ARTIKEL:
+ + + +
Und nach wie vor wird die Szene mit dem Kölner Output immer wieder aufs Neue beeinflusst und geprägt. International genießt das Brand seit Jahren einen ausgezeichneten Ruf. Und so wurde im Laufe der Zeit aus einem Label ein großes und gut geöltes Zahnrad – bestehend aus Plattenladen, Vertrieb und Booking-Agentur. In diesem Jahr hört der geneigte Kompakt-Fan auf „Total 14“ Stücke von Thomas Fehlmann, Maceo Plex, DJ Tennis (feat. PillowTalk), GusGus oder natürlich den beiden Köpfen Michael Mayer und Wolfang Voigt. Dies alles sind Gründe für uns, die Story zu unserem Download-Mix nicht wie gewohnt nur mit einem Künstler zu führen. Das Rennen haben Terranova – die den Mix ablieferten – und Kompakt-Mitbegründer Michael Mayer gemacht. Während Mayer im Kölner Headquarter für viele Dinge hinter den Kulissen verantwortlich zeichnet, veröffentlichten Terranova – das Projekt von Fetisch Bergmann und &Me – 2012 ihr aktuelles Album „Hotel Amour“ auf Kompakt. In den letzten zwei Jahren erschienen darüber hinaus die „Painkiller“- und die „Headache“-EP.

TERRANOVA (Fetisch)
+ + + +
BEREITGESTELLTE ANGABEN:
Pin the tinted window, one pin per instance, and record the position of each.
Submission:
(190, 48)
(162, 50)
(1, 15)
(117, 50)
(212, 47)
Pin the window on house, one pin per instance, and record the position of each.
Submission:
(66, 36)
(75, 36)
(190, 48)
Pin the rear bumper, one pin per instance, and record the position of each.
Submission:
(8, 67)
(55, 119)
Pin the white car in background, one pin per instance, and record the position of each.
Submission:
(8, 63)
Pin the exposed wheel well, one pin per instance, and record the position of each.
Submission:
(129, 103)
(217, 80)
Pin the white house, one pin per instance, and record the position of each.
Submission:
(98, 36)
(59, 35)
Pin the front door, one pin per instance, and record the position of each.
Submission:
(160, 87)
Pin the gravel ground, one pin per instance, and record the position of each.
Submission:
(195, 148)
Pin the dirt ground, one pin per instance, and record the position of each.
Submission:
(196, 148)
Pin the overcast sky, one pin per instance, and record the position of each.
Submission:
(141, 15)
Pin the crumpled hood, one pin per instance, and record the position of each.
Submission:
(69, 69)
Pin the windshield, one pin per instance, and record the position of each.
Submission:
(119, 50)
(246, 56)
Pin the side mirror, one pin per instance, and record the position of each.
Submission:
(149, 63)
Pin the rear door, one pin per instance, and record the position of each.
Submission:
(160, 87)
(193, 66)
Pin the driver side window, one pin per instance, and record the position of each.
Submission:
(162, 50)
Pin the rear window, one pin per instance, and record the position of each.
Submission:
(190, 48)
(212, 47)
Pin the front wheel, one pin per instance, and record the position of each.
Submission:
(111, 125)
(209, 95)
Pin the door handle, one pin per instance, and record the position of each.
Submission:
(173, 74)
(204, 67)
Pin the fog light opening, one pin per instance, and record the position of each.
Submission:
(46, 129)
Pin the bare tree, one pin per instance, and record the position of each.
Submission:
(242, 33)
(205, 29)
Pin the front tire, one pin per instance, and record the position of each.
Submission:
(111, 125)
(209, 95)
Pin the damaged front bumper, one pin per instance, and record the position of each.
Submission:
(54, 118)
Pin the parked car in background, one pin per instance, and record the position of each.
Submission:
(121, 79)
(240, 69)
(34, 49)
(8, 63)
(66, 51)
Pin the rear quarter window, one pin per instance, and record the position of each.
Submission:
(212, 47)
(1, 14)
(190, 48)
+ + + +
AUFGABEN:
- a) Unter welchem Titel veröffentlichten Terranova laut dem Artikel über das Kölner Label Kompakt im Jahr 2012 ihr aktuelles Album?
- b) Greife den Artikel über das Kölner Label Kompakt an seinem Ende auf und schreibe ihn weiter.
Die Datensätze werden hier nicht benötigt.

ANTWORTEN JE AUFGABE:
- a) „Hotel Amour“

- b)
Auf der „Total 14“ ist auch ein Track, den du mit Catch Coffey gemacht hast. In einem Interview mit dir habe ich gelesen, dass du das Gefühl hast, bei Kompakt „gelandet zu sein“. Wie ist generell deine Beziehung zu Kompakt und deine Geschichte zum Label? Wie waren deine Anfangszeiten dort bzw. wie entstand überhaupt der Kontakt?
Angefangen hat unsere Zusammenarbeit mit einem Anruf von Michael Mayer. Er hatte damals „Paris Is For Lovers“ auf unserem MySpace-Account gehört und wollte den Track unbedingt auf Kompakt veröffentlichen. Seitdem kann ich mir – ehrlich gesagt – kein anderes Label mehr als Zuhause vorstellen. Dabei habe ich weiß Gott wie viele kennengelernt. Kompakt ist solide, zuverlässig, visionär, vielfältig, professionell und unabhängig. Das alles sind Faktoren, die das ganze familiär machen.

Was waren für dich die wichtigsten Releases des Labels, und was zeichnet Kompakt für dich aus?
Das ist schwer zu beantworten, denn der Katalog ist so immens vielfältig und groß. Im FAZEmag Download-Mix konnte ich daher auch nur einen Bruchteil meiner Favoriten unterbringen. Der erste Kompakt-Track, der mich wirklich umgehauen hat, war damals „Shelter“ von Justus Köhncke. Aber nicht nur die eigenen Releases oder Serien wie Speicher finde ich phänomenal – die Labels, die von Kompakt vertrieben werden, gleichen ebenfalls diesem hohen Standard. Zeitlos und brutal gut.

Das Projekt Terranova gibt es nun seit 1996. Seit 2007 gehört &Me dazu. Wie verläuft die Arbeit bei euch im Studio ab? Wer ist für welchen Part verantwortlich?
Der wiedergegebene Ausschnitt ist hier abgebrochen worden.